KUTIPAN DOKUMEN
##########

Orang asli Papua memandang alam atau hutan dan tanah tidak sekedar barang yang hanya bernilai ekonomis. Orang asli Papua melihat dan memahami alam atau hutan dan tanah selain bernilai ekonomis juga bernilai sosial, spiritual-ilahi, ilmu pengetahuan dan bernilai kesehatan. Karena alam atau hutan dan tanah mempunyai multi dimensi nilai bagi kebutuhan hidup manusia. Karena alam atau hutan dan tanah tidak sekedar memenuhi kebutuhan ekonomis, tetapi memenuhi juga kebutuhan yang lainnya, seperti kebutuhan spiritual-rohani, ruang sosial (ruang berinteraksi), obat-obatan (kesehatan), dan kebutuhan spikologis (rekreasi atau hiburan) serta kebutuhan ilmu pengetahuan.

##########

Butir dari sumber data:
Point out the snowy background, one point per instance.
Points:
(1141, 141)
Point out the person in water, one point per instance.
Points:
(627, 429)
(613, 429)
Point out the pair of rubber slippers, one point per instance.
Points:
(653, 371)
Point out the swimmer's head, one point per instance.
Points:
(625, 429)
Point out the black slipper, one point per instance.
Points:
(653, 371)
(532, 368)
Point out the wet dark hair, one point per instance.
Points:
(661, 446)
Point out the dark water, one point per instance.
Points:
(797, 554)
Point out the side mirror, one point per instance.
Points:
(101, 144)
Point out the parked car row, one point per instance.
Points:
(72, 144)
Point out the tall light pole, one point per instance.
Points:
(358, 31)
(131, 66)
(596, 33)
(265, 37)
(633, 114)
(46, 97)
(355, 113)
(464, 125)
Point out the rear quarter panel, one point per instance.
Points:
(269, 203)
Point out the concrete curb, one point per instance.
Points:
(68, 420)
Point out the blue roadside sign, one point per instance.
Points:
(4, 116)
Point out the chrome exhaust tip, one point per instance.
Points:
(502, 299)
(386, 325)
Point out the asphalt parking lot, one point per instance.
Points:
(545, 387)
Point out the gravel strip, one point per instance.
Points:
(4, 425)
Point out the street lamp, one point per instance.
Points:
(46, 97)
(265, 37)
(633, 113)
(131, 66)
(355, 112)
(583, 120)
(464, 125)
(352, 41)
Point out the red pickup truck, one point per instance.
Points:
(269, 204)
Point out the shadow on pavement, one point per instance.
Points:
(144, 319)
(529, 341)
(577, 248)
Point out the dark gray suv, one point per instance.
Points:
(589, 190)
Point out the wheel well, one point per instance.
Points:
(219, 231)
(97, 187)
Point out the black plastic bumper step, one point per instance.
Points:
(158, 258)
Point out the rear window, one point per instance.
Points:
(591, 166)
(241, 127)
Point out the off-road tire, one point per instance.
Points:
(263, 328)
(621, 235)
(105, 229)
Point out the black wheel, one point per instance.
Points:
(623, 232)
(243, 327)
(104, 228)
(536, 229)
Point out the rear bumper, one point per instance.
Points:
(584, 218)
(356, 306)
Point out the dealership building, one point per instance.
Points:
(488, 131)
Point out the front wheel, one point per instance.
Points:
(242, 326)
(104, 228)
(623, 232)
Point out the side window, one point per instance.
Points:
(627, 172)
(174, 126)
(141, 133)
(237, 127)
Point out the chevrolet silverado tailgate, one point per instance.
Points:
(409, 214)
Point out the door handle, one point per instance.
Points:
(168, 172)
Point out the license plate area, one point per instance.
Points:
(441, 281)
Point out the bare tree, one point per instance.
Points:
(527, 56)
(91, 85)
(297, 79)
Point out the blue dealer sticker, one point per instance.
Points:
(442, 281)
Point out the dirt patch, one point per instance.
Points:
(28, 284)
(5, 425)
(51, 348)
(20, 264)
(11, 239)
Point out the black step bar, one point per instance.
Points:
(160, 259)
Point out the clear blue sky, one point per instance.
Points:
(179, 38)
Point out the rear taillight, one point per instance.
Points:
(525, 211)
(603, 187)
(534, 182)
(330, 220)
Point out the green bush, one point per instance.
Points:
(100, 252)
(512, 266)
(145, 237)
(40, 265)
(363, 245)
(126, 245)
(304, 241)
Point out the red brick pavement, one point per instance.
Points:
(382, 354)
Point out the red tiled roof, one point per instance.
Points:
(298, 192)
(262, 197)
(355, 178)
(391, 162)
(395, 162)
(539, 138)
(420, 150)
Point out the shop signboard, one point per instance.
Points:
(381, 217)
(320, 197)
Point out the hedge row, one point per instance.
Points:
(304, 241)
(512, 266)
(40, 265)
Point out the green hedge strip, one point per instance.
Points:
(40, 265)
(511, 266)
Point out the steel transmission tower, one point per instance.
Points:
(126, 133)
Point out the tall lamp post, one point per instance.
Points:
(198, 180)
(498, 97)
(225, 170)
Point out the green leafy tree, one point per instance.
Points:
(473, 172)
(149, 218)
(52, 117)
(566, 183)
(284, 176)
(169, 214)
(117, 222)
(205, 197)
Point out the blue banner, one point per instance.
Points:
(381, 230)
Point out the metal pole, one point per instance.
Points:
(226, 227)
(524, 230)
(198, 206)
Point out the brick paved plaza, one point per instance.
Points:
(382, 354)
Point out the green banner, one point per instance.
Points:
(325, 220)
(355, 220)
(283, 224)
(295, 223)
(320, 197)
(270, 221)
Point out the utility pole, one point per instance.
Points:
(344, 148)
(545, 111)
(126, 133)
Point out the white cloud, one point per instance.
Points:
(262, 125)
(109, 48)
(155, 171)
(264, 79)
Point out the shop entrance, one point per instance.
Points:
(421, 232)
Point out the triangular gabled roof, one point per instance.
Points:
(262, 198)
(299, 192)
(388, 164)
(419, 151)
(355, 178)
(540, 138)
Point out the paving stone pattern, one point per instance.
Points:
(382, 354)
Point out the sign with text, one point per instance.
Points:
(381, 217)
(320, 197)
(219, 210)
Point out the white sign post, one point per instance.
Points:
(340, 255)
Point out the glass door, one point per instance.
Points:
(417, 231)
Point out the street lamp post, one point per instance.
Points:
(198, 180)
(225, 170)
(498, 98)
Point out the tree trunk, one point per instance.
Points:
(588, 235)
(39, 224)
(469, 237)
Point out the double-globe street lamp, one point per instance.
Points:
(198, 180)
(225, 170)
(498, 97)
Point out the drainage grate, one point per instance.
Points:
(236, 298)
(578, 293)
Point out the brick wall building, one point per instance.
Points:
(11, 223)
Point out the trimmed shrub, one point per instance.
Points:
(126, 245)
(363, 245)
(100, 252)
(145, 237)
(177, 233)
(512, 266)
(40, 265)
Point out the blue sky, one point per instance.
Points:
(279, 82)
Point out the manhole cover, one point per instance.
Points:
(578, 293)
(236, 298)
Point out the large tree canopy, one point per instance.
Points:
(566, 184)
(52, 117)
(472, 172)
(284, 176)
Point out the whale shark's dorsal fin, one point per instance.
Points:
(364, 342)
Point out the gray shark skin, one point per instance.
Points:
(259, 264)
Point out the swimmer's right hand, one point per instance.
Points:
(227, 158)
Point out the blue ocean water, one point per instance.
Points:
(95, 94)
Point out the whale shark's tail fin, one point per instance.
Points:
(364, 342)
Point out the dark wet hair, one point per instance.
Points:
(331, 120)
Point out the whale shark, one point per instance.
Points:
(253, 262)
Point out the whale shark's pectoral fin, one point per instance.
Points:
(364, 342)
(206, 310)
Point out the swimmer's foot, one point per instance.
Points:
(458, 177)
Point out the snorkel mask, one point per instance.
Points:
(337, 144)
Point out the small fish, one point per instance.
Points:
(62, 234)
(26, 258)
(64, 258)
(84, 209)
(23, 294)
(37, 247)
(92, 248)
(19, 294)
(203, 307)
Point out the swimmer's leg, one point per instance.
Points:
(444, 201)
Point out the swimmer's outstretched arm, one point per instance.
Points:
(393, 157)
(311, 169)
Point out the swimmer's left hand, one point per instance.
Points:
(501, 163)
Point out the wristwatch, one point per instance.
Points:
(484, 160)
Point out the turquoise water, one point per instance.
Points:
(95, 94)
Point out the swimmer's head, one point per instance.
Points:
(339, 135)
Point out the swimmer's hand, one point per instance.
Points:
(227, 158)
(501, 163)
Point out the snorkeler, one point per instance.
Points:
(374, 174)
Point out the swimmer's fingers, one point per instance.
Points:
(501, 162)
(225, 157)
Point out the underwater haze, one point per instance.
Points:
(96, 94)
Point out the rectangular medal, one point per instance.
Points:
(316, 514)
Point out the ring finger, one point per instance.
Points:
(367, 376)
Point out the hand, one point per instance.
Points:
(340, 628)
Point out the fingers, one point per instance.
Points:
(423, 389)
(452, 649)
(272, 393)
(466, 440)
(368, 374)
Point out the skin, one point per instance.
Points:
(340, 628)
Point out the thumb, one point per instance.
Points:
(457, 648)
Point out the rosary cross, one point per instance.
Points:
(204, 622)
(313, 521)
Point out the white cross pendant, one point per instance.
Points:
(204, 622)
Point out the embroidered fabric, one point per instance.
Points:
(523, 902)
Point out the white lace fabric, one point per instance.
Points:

##########

TUJUAN TUGAS
Menurut kutipan dokumen, selain bernilai ekonomis, nilai apa saja yang dimiliki alam atau hutan dan tanah dalam pandangan orang asli Papua? Data tersebut tidak diperlukan.

JAWABAN TUGAS
Nilai sosial, spiritual-ilahi, ilmu pengetahuan, dan kesehatan.